Location identification entries
# # # # #
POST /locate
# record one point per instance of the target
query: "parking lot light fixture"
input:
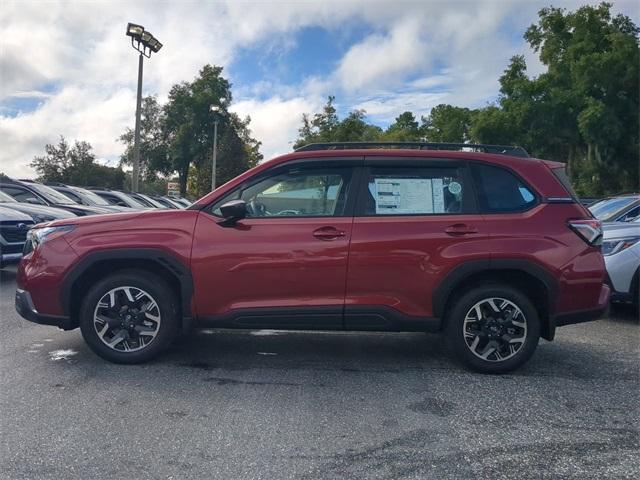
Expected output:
(145, 43)
(215, 110)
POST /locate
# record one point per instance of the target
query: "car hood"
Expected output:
(123, 219)
(620, 229)
(9, 215)
(51, 212)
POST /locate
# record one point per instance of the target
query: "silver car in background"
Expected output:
(621, 250)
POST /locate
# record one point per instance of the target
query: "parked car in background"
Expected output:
(621, 208)
(180, 200)
(489, 248)
(28, 191)
(86, 197)
(621, 250)
(167, 203)
(14, 226)
(146, 200)
(121, 199)
(39, 213)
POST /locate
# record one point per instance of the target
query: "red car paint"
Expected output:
(392, 262)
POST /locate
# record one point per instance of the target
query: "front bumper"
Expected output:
(26, 309)
(581, 316)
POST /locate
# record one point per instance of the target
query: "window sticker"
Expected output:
(455, 188)
(406, 196)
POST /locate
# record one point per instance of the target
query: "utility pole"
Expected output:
(136, 140)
# # # # #
Written request
How many lines above contain the string "query"? Reply with the number alone.

Task solution
8